### WHAT YOU WILL DO:
(A) Do the following statements agree with the page on Electrosyntec oil below? Answer each with yes or no and quote the deciding words. (i) At normal temperatures, free electrons can escape from the surface of a metal. (ii) Between 10 and 50 layers of Electrosyntec molecules can build up on a metal surface. (iii) The film formed with the engine surfaces disappears when the engine is shut down.
(B) According to the page on Electrosyntec oil below, what technology are the advances behind Electrosyntec derived from?
(C) Carry on the page about Electrosyntec oil from its last sentence.

### PAGE TEXT:
--------------------------------------------------

Electrosyntec Oil Technology – The Ultimate Protection For Your Engine

Everyone knows that Silkolene produces the genuine article - scientifically researched, chemically advanced engine oils. The technical advances that have enabled Silkolene to introduce Electrosyntec are derived from aerospace technology and subsequent sound scientific research and thorough testing under ultra extreme conditions with our racing partners.

Let's try and make understanding Electrosyntec and its electrostatic adhesion properties easy. Everyone talks about atoms but we only see or feel electrons. Electrons are responsible for colour, taste, texture, hardness…. you name it. Equally so, our mechanisms of perception depend upon electrons; we feel, taste and see with them! OK, the nuclei of atoms are responsible for weight, but each nucleus is deep down beneath clouds of electrons, and not approachable by any normal means.

Metal atoms have loosely-held outer electrons which are free to move about, even though the metal nuclei and their more tightly-held electrons are fixed in a more or less rigid framework (like a crystal lattice,). The 'free electrons' hurtle about in the open spaces between atoms, especially when under the influence of an electric current. However, they are still attracted by the positively-charged nuclei, so they cannot (at normal temperatures) escape from the surface of the metal. In fact, they spend more time just below the surface, which means there is an overall positive charge, which has not been fully neutralised by electrons in this region.

When a metal is immersed in a liquid, the positive surface can attract the molecules of that liquid if it has regions of negative charge, The sorts of molecules which are likely to have such regions are non-symmetrical types with atoms that 'pull' more electrons to one end, giving it a negative charge. Obviously, this will leave the electrons a bit thin at the other end, giving that a positive charge.

Electrosyntec molecules behave in this way. When a layer of Electrosyntec molecules is in place, another layer will be attracted to the outer positively charged ends of the first layer of molecules and then another to the exposed negatively charged ends of the second layer and so on, This is electrostatic adhesion and it has been shown that these layers do exist, and that anything from 10 to 50 layers can build up on a metal surface. This is enough to be significant where lubrication is concerned; on finely-finished machined surfaces, the layer can be of similar depth to the surface roughness: i.e. 0.1 to 1 micron (I micron = one thousandth of a millimetre).

OK, so now we understand how electrostatic adhesion provides this layer of lubricant in Electrosyntec products… but what benefits does it provide? The chemical bond formed with the engine surfaces forms a tough film which stays in place while the engine is shut down, reducing wear during the vital few seconds at start-up - this means that your engine and transmission are protected against wear at all times, These layers of Electrosyntec molecules also permit the use of less viscous lubricants, which reduce drag and therefore release additional power from your engine.

--------------------------------------------------

### RECORDED INFORMATION:
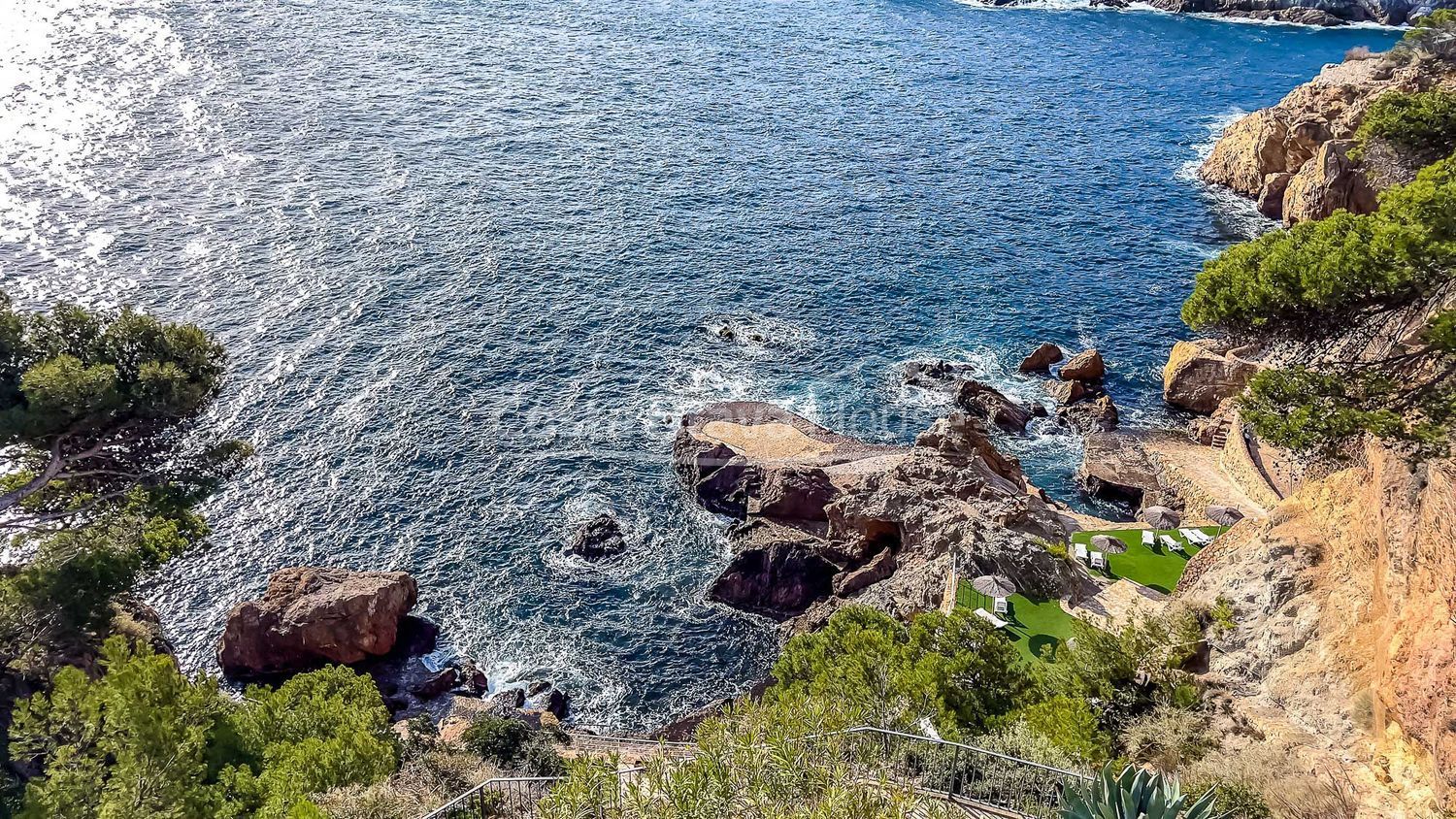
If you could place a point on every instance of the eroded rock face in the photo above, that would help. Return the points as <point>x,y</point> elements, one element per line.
<point>1197,377</point>
<point>1328,182</point>
<point>871,524</point>
<point>1344,649</point>
<point>1042,358</point>
<point>1295,156</point>
<point>1115,466</point>
<point>314,615</point>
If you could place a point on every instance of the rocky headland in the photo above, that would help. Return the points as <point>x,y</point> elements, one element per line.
<point>823,519</point>
<point>1295,157</point>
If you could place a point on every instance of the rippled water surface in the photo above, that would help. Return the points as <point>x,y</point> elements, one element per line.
<point>469,256</point>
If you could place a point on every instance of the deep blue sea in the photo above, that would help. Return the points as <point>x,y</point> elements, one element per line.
<point>469,258</point>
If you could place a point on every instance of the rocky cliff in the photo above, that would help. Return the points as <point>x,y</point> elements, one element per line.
<point>1293,157</point>
<point>823,518</point>
<point>1342,655</point>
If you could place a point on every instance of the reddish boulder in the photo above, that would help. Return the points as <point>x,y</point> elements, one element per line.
<point>1042,358</point>
<point>1083,367</point>
<point>314,615</point>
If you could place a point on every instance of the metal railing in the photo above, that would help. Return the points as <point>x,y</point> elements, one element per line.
<point>504,798</point>
<point>964,772</point>
<point>938,769</point>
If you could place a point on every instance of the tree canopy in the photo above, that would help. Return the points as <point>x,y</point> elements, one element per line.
<point>145,739</point>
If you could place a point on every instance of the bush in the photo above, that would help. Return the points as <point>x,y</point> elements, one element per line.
<point>954,671</point>
<point>1423,121</point>
<point>146,740</point>
<point>1071,726</point>
<point>1168,739</point>
<point>1432,37</point>
<point>497,739</point>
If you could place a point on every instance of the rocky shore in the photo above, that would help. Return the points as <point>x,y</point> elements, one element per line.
<point>1295,157</point>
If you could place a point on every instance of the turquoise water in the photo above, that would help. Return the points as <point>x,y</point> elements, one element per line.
<point>469,259</point>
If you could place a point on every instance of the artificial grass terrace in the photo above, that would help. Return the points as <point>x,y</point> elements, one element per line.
<point>1037,624</point>
<point>1158,566</point>
<point>1034,624</point>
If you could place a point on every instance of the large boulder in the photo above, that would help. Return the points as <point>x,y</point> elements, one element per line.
<point>1083,367</point>
<point>1042,358</point>
<point>1097,414</point>
<point>597,539</point>
<point>894,519</point>
<point>314,615</point>
<point>1197,377</point>
<point>990,405</point>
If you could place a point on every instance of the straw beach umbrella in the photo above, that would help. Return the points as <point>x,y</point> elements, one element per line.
<point>1161,516</point>
<point>995,585</point>
<point>1223,515</point>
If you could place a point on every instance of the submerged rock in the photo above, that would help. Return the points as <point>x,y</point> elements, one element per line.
<point>599,539</point>
<point>990,405</point>
<point>1042,358</point>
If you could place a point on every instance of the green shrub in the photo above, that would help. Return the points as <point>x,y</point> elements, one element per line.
<point>146,740</point>
<point>955,671</point>
<point>1069,725</point>
<point>1168,737</point>
<point>1222,615</point>
<point>1433,35</point>
<point>497,739</point>
<point>1421,121</point>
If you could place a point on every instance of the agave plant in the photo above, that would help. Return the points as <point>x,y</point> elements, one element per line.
<point>1136,795</point>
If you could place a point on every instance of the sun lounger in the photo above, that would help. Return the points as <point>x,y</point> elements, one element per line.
<point>990,618</point>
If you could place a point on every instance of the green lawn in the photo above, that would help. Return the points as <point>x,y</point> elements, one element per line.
<point>1034,624</point>
<point>1156,568</point>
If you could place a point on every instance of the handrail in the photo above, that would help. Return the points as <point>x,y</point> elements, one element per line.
<point>504,783</point>
<point>951,743</point>
<point>465,796</point>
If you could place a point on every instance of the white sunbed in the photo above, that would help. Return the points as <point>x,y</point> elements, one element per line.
<point>990,618</point>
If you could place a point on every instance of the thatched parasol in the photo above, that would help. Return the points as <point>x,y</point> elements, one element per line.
<point>1225,515</point>
<point>995,585</point>
<point>1161,516</point>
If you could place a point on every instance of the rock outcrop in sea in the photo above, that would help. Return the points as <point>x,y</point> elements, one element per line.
<point>823,518</point>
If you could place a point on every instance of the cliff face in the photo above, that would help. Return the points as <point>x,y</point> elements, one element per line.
<point>1293,157</point>
<point>1344,649</point>
<point>1310,12</point>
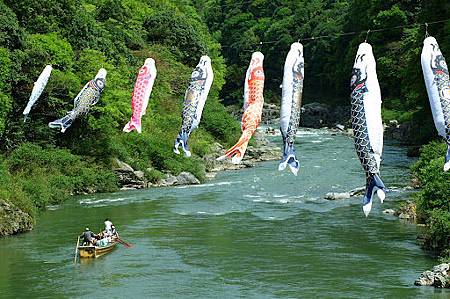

--------------------------------------------------

### ANSWERS PROVIDED:
(A)
(i) No: "they cannot (at normal temperatures) escape from the surface of the metal"
(ii) Yes: "anything from 10 to 50 layers can build up on a metal surface"
(iii) No: "forms a tough film which stays in place while the engine is shut down"

(B) Aerospace technology.

(C)
http://www.710oil.co.uk/pdf/ProR0w20.pdf

The Synthetic Myth

What do we mean by the word 'synthetic'? Once, it meant the 'brick by brick' chemical building of a designer oil, but the waters have been muddied by a court case that took place in the USA a few years ago, where the right to call heavily-modified mineral oil 'synthetic', was won. This was the answer to the ad-man's dream; the chance to use that sexy word 'synthetic' on the can… without spending much extra on the contents! Most lower-cost 'synthetic ' or 'semi-synthetic' oils use these 'hydro-cracked' mineral oils. They do have some advantages, particularly in commercial diesel lubricants, but their value in performance engines is marginal.

True synthetics are expensive (about 6 times more than top quality mineral types). Looked at non-basically, there are three broad categories, each containing dozens of types and viscosity grades:-

1) PIB's (Polyisobutanes)
These are occasionally used as thickeners in motor oils and gear oils, but their main application is to suppress smoke in 2-strokes.

The two important ones are:-

2) Esters
All jet engines are lubricated with synthetic esters, and have been for 50 years, but these expensive fluids only started to appear in petrol engine oils about 20 years ago. Thanks to their aviation origins, the types suitable for lubricants (esters also appear in perfumes; they are different!) work well from -50º C to 200º C, and they have a useful extra trick. Due to their structure, ester molecules are 'polar'; they stick to metal surfaces using electrostatic forces. This means that a protective layer is there at all times, even during that crucial start-up period. This helps to protect cams, gears, piston rings and valve train components, where lubrication is 'boundary' rather than 'hydrodynamic', i.e. a very thin non pressure-fed film has to hold the surfaces apart. Even crank bearings benefit at starts, stops, or when extreme shock loads upset the hydrodynamic film. (Are you listening, all you rally drivers and off-road fanatics?)

3) Synthetic Hydrocarbons or PAO's (Poly Alpha Olefins)
These are, in effect, very precisely made equivalents to the most desirable mineral oil molecules. As with esters, they work very well at low temperatures, and equally well when the heat is on, if protected by anti-oxidants. The difference is, they are inert, and not polar. In fact, on their own they are hopeless 'boundary' lubricants, with less load carrying ability than mineral oil. They depend entirely on the correct chemical enhancements.

In fact PAOs work best in combination with esters. The esters assist load carrying, reduce friction, and cut down seal drag and wear, whilst the PAOs act as solvents for the multigrade polymers and a large assortment of special compounds that act as dispersants, detergents, anti-wear and anti-oxidant agents, and foam suppressants. Both are very good at resisting high-temperature evaporation, and the esters in particular will never carbonise in turbo bearings even when provoked by anti-lag systems.

Castorene R40 Racing Oil
Castorene R40 racing oil is a Castor Oil based blend incorporating synthetic lubricants and additives which enhance the castor oils of naturally high film strength and resistance to seizure, this enhancement represents a significant advance in lubrication containing vegetable oil and minimises the risk of thickening or lacquer formation.
• Inhibitors derived from aircraft gas turbine engine technology give stability and oxidation resistance and both laboratory and racing tests have proved the product.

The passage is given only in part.